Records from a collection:
+ + + + + + +

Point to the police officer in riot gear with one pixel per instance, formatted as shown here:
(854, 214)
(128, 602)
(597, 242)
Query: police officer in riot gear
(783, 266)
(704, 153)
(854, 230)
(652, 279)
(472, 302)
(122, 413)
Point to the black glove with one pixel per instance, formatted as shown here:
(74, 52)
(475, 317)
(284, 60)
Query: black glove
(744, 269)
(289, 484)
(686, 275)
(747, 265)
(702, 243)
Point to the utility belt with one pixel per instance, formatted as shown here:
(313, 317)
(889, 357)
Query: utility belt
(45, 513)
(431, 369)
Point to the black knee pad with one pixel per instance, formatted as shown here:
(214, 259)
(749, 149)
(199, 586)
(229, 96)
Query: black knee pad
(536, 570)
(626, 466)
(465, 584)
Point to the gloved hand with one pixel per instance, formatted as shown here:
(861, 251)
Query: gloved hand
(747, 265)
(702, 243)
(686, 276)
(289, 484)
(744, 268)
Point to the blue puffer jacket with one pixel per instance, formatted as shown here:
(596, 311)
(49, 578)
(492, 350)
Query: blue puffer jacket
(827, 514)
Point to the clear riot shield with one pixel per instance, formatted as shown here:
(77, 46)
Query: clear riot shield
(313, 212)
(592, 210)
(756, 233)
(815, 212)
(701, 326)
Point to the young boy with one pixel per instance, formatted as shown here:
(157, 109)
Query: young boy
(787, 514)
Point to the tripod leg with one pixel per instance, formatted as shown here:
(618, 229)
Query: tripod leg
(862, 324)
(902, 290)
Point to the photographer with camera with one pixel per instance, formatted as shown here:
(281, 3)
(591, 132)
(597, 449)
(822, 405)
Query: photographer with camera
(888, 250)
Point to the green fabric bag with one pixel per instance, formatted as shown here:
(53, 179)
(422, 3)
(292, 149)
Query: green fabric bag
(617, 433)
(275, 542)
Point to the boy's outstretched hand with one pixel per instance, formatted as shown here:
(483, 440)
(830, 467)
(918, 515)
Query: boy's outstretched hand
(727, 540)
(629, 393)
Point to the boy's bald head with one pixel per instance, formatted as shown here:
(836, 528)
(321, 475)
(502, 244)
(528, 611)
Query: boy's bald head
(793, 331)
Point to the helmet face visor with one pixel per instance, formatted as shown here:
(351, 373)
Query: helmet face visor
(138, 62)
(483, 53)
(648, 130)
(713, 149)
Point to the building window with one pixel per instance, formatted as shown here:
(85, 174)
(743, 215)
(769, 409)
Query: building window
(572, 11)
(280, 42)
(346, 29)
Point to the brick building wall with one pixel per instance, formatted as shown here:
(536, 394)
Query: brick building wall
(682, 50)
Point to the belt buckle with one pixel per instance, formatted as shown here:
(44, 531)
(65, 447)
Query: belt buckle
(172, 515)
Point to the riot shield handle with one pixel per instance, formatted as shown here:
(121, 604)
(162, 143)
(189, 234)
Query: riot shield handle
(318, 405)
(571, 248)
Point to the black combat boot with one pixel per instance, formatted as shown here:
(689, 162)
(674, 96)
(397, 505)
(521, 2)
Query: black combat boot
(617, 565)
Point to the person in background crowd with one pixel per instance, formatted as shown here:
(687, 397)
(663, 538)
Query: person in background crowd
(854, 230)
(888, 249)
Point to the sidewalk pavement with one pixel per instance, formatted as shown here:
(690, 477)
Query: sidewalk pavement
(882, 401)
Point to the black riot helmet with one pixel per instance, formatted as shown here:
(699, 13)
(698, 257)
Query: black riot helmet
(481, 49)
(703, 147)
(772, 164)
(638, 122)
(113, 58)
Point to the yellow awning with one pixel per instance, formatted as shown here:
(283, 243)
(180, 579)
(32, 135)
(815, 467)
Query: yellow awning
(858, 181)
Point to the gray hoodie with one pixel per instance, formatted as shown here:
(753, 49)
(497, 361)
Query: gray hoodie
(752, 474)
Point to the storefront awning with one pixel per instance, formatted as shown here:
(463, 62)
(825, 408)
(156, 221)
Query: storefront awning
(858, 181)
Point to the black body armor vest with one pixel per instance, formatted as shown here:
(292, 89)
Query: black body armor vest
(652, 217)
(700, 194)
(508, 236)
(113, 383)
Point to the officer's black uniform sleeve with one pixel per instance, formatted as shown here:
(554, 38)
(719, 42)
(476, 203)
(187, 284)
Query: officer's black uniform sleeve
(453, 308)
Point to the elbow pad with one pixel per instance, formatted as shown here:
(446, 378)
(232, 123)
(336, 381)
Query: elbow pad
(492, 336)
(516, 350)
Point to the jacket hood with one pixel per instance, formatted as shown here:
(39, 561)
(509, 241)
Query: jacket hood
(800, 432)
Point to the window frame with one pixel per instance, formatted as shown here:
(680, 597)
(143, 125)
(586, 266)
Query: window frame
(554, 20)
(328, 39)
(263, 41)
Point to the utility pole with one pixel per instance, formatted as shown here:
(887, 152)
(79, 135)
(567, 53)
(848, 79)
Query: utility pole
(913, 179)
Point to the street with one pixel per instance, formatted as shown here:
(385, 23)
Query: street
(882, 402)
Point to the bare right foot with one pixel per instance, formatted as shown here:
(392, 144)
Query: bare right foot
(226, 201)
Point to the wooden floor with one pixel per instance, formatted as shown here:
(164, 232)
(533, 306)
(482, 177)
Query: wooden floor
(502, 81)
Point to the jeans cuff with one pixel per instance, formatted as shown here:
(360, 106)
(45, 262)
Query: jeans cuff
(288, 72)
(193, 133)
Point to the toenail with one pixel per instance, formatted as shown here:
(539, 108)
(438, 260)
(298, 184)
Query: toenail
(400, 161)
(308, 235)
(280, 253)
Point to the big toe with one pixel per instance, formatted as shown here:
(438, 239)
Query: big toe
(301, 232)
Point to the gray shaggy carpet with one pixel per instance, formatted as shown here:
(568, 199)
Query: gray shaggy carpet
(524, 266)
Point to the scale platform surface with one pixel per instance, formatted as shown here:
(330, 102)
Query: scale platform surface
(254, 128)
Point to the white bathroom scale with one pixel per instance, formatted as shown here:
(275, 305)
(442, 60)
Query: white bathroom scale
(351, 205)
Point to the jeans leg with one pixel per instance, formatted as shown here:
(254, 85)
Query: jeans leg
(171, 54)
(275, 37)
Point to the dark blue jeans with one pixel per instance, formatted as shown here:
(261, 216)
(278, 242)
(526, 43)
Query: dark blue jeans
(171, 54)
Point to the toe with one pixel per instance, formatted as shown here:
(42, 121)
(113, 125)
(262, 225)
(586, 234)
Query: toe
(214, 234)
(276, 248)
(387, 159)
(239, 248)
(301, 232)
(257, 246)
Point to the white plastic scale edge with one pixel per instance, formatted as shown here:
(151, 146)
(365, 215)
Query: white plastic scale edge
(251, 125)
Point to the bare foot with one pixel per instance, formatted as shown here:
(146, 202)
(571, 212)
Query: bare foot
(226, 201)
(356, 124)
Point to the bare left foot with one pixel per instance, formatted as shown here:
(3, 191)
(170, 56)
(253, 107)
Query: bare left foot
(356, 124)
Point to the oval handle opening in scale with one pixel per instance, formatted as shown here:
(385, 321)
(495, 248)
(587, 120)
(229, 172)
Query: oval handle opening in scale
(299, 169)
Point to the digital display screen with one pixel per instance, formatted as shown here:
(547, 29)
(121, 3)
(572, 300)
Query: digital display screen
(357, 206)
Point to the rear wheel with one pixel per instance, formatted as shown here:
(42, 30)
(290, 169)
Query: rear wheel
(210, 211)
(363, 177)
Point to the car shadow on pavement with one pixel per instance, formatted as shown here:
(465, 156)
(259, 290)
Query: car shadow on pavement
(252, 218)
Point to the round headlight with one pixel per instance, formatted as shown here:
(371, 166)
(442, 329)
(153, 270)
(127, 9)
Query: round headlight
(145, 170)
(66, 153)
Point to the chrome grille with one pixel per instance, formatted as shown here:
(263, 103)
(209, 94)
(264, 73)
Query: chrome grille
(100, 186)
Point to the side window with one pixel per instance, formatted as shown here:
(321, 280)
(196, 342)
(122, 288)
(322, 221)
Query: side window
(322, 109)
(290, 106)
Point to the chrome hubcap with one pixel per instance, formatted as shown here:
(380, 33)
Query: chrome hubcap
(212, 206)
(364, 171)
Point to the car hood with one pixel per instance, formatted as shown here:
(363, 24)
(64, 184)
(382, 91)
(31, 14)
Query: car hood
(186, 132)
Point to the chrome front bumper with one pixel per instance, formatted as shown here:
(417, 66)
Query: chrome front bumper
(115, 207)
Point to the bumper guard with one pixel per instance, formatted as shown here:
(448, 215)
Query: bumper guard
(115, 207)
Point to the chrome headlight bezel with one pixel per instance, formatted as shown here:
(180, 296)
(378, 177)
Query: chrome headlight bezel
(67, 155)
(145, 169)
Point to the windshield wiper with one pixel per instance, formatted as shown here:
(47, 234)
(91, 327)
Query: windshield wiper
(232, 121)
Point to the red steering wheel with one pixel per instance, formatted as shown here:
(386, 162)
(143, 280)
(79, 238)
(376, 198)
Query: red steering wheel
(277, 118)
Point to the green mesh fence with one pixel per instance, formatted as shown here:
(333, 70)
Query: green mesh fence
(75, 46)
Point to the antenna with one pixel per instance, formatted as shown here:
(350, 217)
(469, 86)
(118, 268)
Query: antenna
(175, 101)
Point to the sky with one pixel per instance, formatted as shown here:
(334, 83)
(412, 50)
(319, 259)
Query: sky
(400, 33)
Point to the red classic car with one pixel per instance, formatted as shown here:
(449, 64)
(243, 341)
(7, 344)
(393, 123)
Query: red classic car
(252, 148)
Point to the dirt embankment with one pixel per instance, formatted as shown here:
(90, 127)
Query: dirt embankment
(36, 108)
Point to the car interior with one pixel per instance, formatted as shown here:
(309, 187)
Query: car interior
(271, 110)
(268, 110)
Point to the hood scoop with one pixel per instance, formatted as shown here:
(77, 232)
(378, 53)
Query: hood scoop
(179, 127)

+ + + + + + +

_PROBLEM STATEMENT_:
From the line holding "Query: car interior" through the final line of the data above, copy every line exactly as written. Include nothing else.

_SOLUTION_:
Query: car interior
(271, 110)
(268, 110)
Point to the hood scoop with one pixel per instance, formatted as shown here:
(77, 232)
(378, 53)
Query: hood scoop
(179, 127)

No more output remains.